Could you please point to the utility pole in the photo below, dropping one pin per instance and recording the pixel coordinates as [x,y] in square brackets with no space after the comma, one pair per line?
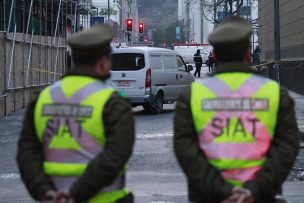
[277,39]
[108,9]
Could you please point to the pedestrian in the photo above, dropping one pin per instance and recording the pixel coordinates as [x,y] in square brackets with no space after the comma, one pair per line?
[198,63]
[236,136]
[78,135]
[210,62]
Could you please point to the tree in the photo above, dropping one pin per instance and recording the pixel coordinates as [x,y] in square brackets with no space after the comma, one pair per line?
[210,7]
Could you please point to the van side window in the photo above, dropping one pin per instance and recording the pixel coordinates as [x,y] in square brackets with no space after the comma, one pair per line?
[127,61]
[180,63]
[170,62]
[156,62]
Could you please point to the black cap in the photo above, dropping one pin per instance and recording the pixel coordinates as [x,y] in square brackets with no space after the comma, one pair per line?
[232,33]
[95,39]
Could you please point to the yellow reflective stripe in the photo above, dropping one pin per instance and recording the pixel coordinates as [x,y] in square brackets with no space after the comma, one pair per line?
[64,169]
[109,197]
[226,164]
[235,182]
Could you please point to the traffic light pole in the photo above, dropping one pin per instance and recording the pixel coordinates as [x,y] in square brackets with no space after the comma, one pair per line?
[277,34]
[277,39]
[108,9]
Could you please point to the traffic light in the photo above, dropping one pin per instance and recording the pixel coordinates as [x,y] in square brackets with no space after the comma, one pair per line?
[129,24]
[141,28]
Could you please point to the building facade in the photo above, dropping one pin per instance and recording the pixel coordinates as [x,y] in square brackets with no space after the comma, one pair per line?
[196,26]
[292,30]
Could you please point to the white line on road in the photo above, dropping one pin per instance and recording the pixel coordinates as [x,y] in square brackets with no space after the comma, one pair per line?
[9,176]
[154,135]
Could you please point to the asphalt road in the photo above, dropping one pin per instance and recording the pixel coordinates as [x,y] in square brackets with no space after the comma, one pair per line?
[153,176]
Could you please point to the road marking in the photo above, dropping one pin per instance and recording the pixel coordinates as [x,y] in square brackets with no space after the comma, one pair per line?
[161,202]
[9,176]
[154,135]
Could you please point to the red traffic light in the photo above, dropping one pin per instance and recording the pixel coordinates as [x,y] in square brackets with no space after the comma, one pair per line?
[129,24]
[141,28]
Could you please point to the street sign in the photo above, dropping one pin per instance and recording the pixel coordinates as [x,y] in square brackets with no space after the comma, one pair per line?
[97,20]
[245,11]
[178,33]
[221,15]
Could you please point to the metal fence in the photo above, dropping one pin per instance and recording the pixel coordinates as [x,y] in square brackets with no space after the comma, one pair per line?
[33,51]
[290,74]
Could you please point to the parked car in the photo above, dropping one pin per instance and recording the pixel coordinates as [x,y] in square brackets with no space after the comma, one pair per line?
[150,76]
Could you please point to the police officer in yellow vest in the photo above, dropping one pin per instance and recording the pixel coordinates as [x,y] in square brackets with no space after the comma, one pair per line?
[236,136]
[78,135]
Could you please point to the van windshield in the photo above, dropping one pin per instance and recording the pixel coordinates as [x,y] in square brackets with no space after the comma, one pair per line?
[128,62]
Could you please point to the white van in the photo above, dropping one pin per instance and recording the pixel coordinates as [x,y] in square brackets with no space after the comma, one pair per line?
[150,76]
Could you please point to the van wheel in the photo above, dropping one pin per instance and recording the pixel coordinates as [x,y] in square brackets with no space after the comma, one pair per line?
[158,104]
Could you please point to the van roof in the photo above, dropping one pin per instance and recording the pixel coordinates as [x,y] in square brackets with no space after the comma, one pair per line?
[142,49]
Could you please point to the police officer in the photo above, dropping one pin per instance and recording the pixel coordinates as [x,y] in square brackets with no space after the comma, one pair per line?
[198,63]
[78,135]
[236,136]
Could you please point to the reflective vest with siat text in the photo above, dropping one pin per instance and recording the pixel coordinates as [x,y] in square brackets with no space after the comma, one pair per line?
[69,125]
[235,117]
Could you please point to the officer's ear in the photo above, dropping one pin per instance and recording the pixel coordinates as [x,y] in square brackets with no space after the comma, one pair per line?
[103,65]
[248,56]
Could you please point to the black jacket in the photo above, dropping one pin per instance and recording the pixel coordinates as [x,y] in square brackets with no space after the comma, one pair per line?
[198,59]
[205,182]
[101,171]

+--

• Work request: Pictures must be left out when the records are transcribed exactly.

• Reply to the exercise:
Could you please point to the utility pole in the photo below, dropping one pin per instance and recording the pixel coordinates as [x,y] in square brackets with no space after the comma, one pair per line?
[277,39]
[108,9]
Could you please point to the pedestrian in the photo above, dropping one pin per instance and recording the pixel coordinates as [x,y] in square brackets with no space after the comma, one pair per line?
[198,63]
[236,136]
[78,135]
[210,62]
Could you please point to the tree in the photo above, dropping one pin per instance and recording the pixel coordinates as [x,y] in square brackets with no space after the comma, one pair per line?
[210,7]
Could you please point to the van side window in the photo above, dropping one pin per instance and recording the pixel coordinates as [x,y] in square brackets with no space after the comma, one pair per line?
[127,61]
[180,63]
[170,62]
[156,62]
Could you please point to the black cap in the photo above, dropping one pin per instance and recording the pixel coordinates as [x,y] in square brackets with no space after the comma, one pair per line?
[232,33]
[95,39]
Could you please point to the yellow reflective stripe in the photo above, dropping one pin per instance and recording the pixel coordinates as [x,y] in square brackets with no space after the comma, one pair per line?
[64,169]
[109,197]
[226,164]
[235,182]
Could you please point to the traffic light pole in the photo above, dropping one pin per instance and recording the pixel coordinates as [x,y] in square brackets with no space after the comma, one pair per line?
[277,34]
[277,39]
[108,9]
Could you please point to the traffic light in the photo above, dropping one pin per instance and recording the pixel coordinates as [x,y] in square brackets with no space after the comma, one pair per line?
[129,24]
[141,28]
Could you please point to the building facade in the photo above, dropping one pin per instance and recording the pixel coordinates as [x,y] in square brackets with no space after the comma, one pair per line?
[196,26]
[292,30]
Could you please point to the white line on road in the photo above, dropping one pin per instance and recording the pixel coordinates as [x,y] in square brackets with no space after the comma, one pair per line?
[9,176]
[154,135]
Could you please point to the asphalt road in the photo above, dropping one pin per instance and recording the pixel coordinates as [x,y] in square brackets with no space after the comma, one pair per line?
[153,176]
Could you please point to the road marking in the photo above, dropping one pin per instance and recording the pixel coordinates as [x,y] in square brackets with no space after the comma, one pair per line?
[161,202]
[9,176]
[154,135]
Could you please point to the red traffic light in the photo above, dropping one pin per instance and recording the pixel coordinates as [x,y] in square brackets with no space after the comma, one pair per line?
[129,24]
[141,28]
Could you please point to the street sign in the photo above, dropping one pin per instance and recording the pixel coordinates as [x,y] in square brackets with no space after the comma, one pair per line?
[97,20]
[245,11]
[178,33]
[221,15]
Could you please point to the metal fence in the photo above, dropping one pin per instance and recording the pixel coordinates as [x,y] in square brackets with no space after the comma, one pair per line?
[33,51]
[290,74]
Could you please point to the parked car in the photo above, dropping one pin per instance and recording the pixel coordinates as [x,y] in square brackets with no space after the comma, one pair per line?
[150,76]
Could you please point to the police officer in yellow vest in the photo above, dropping one pin per instance and recording the pixel coordinates as [x,y] in square brackets with no space after the comma, one pair per line?
[236,136]
[78,135]
Could you please point to the van windshield in the photo above, dropping one pin per instance and recording the pixel coordinates as [x,y] in square brackets with no space after the comma, one pair per line?
[128,62]
Could you please point to the white van in the photo above, dropping one pin per instance and recording the pixel coordinates as [x,y] in square brackets with no space after the comma, one pair per line?
[150,76]
Could you please point to the van wheel in the photo above, dropping one pin per instance and recording the pixel coordinates as [x,y] in square brackets with no space after the comma, one pair per line?
[158,104]
Could you please point to the van roof in the photo above, dropping one pin per instance and recording the pixel coordinates as [x,y] in square brackets with no space after the comma, one pair per line?
[142,49]
Could you please point to the police officer in the photo above, dropping one pin per instance and recording the pixel coordinates as [x,y] in square brackets with no space after the comma, one pair per line?
[198,63]
[78,135]
[236,136]
Could you please point to the reflective vest with siat text in the photo above, dropping one pin per instance and recording the pixel coordinates as [x,y] in square brackets with no space after the comma, one pair per line?
[69,125]
[235,117]
Could you please point to the officer's ear in the photo above, dropping one pin per instance and recording the pixel coordinates as [x,y] in square brackets with no space after the comma, one pair per line?
[103,65]
[248,56]
Could you please point to the black jacket in the photo above, dropping one pin per instance and recording the pixel coordinates as [x,y] in square brackets with no space after the comma, one pair per line?
[198,59]
[205,182]
[101,171]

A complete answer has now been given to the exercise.